WHAT THE EXERCISE ASKS: Set down, without alteration, the lines from the one that contains "the tree, and" through the final line of the material below.

EXCERPTED RECORDS:
________________________
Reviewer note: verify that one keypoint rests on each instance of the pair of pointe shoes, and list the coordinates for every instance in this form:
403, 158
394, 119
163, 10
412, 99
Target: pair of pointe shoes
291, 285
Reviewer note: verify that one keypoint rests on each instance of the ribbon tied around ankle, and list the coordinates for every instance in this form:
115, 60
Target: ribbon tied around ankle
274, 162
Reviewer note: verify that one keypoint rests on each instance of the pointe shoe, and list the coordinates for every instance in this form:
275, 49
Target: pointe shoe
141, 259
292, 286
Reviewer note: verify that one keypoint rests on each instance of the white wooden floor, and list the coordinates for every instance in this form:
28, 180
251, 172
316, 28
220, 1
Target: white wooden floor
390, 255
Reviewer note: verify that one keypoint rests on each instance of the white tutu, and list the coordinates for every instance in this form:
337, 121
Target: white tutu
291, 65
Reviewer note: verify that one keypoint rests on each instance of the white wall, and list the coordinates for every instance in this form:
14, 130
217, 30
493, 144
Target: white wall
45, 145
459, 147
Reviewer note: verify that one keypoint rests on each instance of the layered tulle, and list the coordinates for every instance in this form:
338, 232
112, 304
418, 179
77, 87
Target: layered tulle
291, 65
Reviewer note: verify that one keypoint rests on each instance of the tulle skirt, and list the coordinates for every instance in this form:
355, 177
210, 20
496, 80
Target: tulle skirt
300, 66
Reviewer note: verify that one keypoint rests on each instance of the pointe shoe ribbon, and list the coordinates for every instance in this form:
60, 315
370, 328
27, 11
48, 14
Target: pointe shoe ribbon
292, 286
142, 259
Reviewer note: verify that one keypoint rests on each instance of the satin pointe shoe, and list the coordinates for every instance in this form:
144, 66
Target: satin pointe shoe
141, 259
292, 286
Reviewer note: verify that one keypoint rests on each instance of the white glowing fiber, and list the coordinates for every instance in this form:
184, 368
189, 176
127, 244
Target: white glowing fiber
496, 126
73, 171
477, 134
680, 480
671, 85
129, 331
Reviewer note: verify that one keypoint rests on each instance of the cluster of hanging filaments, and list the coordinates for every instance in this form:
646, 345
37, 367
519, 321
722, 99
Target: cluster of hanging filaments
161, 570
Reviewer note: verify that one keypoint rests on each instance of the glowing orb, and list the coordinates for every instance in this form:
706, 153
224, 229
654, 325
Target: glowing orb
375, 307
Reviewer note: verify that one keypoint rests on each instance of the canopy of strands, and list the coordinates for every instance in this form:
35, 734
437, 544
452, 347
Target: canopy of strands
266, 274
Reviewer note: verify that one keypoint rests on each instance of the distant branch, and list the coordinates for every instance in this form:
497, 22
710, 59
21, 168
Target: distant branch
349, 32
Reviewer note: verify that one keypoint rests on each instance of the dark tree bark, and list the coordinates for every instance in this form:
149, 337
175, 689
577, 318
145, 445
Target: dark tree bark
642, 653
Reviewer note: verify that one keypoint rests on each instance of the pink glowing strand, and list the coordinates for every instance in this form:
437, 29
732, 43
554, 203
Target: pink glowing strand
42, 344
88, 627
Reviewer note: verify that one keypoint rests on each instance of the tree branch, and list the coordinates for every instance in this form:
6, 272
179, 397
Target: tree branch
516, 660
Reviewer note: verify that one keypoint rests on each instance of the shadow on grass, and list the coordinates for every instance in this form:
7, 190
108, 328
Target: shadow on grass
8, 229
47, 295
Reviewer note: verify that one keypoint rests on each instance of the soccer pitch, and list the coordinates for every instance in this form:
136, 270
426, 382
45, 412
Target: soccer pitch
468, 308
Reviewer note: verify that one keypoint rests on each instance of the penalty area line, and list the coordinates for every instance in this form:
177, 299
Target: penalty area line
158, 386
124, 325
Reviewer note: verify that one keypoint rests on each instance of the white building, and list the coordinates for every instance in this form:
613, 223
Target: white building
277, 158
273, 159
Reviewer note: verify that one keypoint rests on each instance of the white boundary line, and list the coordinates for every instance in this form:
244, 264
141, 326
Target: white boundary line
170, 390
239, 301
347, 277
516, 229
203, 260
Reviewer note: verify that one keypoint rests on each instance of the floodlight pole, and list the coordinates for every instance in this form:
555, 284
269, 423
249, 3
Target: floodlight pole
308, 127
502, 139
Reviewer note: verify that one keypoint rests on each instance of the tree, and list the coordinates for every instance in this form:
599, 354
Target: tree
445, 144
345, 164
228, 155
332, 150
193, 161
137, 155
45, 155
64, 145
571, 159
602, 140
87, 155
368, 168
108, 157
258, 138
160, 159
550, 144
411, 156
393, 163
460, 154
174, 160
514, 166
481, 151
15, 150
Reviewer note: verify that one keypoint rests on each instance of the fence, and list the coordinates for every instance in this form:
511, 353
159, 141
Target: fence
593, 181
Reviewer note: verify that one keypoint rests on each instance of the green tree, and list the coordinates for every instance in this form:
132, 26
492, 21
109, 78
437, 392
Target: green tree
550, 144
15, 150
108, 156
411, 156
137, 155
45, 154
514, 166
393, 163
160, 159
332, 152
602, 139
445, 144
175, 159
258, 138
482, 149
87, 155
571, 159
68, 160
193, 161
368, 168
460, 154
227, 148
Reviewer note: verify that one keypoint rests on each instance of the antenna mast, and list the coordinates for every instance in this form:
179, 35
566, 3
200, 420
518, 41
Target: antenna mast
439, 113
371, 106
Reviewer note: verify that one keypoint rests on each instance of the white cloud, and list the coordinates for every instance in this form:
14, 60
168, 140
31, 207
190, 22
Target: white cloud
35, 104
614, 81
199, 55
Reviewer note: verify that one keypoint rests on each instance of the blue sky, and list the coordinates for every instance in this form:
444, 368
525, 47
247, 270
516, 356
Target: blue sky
________________________
THE REPLY:
Reviewer note: verify that one keypoint rests on each instance of the tree, and list the coordinates for every instance in this form:
599, 354
Target: tree
445, 144
345, 164
228, 155
332, 150
193, 161
137, 155
45, 155
64, 145
571, 159
602, 140
87, 155
368, 168
108, 157
258, 138
160, 159
550, 144
411, 156
393, 163
460, 154
174, 160
514, 166
481, 151
15, 150
Reviewer note: verify that one keypoint rests on each instance of the fence, and list the coordinates for every instance in this form:
511, 353
159, 141
Target: fence
593, 181
Reviewer note: verify that one keypoint rests on each instance of the green tree, and list the coordinates for every instance in this form:
132, 26
492, 21
109, 78
437, 392
Target: green tree
550, 144
15, 150
108, 156
411, 156
137, 155
45, 154
514, 166
393, 163
160, 159
332, 152
602, 139
445, 144
175, 159
258, 138
482, 149
87, 155
571, 159
68, 160
193, 161
368, 168
460, 154
227, 148
Reviewer note: verify that one keypoint rests on each instance of the antenna mast, and list the coordinates for every instance in this form:
179, 35
566, 3
200, 420
518, 41
Target: antenna mast
439, 113
371, 106
Reviewer note: verify that one keypoint rests on each instance of the white cloud, and list the coordinates for every instance in this form:
14, 60
168, 140
31, 207
190, 22
Target: white cloud
35, 104
614, 81
199, 55
Reviewer note: verify that one keypoint rests on each instance of the blue sky, and list the coordinates for every instance in this form:
444, 368
525, 47
247, 270
516, 356
Target: blue sky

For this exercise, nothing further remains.